(Text provided):
Astral Wicks: Dan Magennis's Book Review of N.R. Marchands, 'The Troubles'

Firstly, I must disassociate the educated and cultured postgraduate research student Daniel Magennis from the rather childish blog post title above. I alone shoulder the blame for that milquetoastish attempt at pun-manship.

For those of you that don't get the gag, it's a play on 'Astral Weeks' by Belfast's own Van Morrison. 'Wick', in the Belfast vernacular has been defined as 'stupid, useless' by local website 'In Your Pocket; in an article titled 'How till spake Norn Iron (A guide to local phrases).

Without further ado, here's Daniel's considered thoughts on the paperback version of the book, supplied unsolicited by post to Belfast Books by Olympia Publishers on behalf of Ontarian Ms Marchand.

For anyone who wishes to read Ms Marchand's work, the title is available on Amazon in paperback, Kindle and free to read on kindleunlimited. Or, heaven forbid that you buy something from a local independent shop instead of Amazon, you can buy copies of what may become a cult classic from us.

"The Troubles by N.R. Marchand, a review.

The Troubles novel is a treacherous thing. For many authors – especially those unfamiliar with Northern Ireland’s complex social, political, and historical terrain – it is difficult to navigate, and chances are that nobody will thank you for doing it. Regrettably, this is the case with N.R. Marchand’s The Troubles (Olympia Publishers, 2018).

Throughout much of the Troubles, Irish and Northern Irish authors simply avoided the topic altogether. For both local writers and readers, suffering and loss were often too near. It was left mostly to British and American thriller writers to explore the conflict. Perhaps unsurprisingly, these thrillers are often laughable for the Northern Irish reader. Sometimes referred to as Troubles trash, some academics even suggest that the deluge of inaccurate representations may be, in part, responsible for the closemindedness that maintains sectarian division,[1] and hinders the peace process. Whatever their repercussions, these thrillers spoke about the trauma of violence too glibly and didactically for Northern Irish readers. There were no simple, believable solutions and, in any case, what more could they learn about a conflict that coloured their everyday lives for thirty years? A market flooded with these crass and reductive representations deterred authors from adding their own opinions to the literary “freakshow” that was the Troubles novel.[2] There are, of course, notable exceptions to this[3] and, since the conflict’s end (although it seems a little optimistic to say “resolution”), a vibrant and talented cohort of authors has stepped up to address Northern Ireland’s chequered history and problematic present.[4]

As a student of French literature on the Troubles, I am used to reading books that approach the topic from unusual angles. These range from aristocratic, Austrian mercenaries foiling Soviet plans to destabilize the West through cynical manipulation of the IRA (as in Gérard de Villiers’ 1974 novel Furie à Belfast [Fury in Belfast]), to Marxist freedom fighters kidnapping the Queen of England in the 1981 Luis contre la reine d'Angleterre [Luis versus the Queen of England] by Roger Mauge, to an entire series of erotic novels set in the tumultuous years of the 18th century (Troubles of an earlier sort) as in the fifteen Mairon d’Irlande [Marion of Ireland] written between 1974 and 1976 by the mysterious-sounding Ugo Solenza. Often, engagement with the real issues of the Troubles are in the background and French concerns take centre stage. Usually it helps to ask the question, who is this novel for?

(Information provided):
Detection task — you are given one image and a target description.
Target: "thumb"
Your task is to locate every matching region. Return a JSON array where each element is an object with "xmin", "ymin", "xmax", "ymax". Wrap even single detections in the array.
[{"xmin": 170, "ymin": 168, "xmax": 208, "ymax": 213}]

(Written tasks):
- A) In the book review, substitute "hardcover" for "paperback" and give the passage from "For anyone who" up to and including "classic from us.".
- B) Based on the book review, does each statement agree with the text? Answer yes or no for each and quote the words that decide it. (i) Marchand's The Troubles was published by Olympia Publishers in 2018. (ii) During the Troubles, Irish and Northern Irish authors wrote most of the thrillers about the conflict. (iii) The Mairon d'Irlande series consists of twelve novels.

(Results):
- A)
For anyone who wishes to read Ms Marchand's work, the title is available on Amazon in hardcover, Kindle and free to read on kindleunlimited. Or, heaven forbid that you buy something from a local independent shop instead of Amazon, you can buy copies of what may become a cult classic from us.

- B)
(i) Yes: "N.R. Marchand’s The Troubles (Olympia Publishers, 2018)"
(ii) No: "It was left mostly to British and American thriller writers to explore the conflict."
(iii) No: "the fifteen Mairon d’Irlande [Marion of Ireland] written between 1974 and 1976"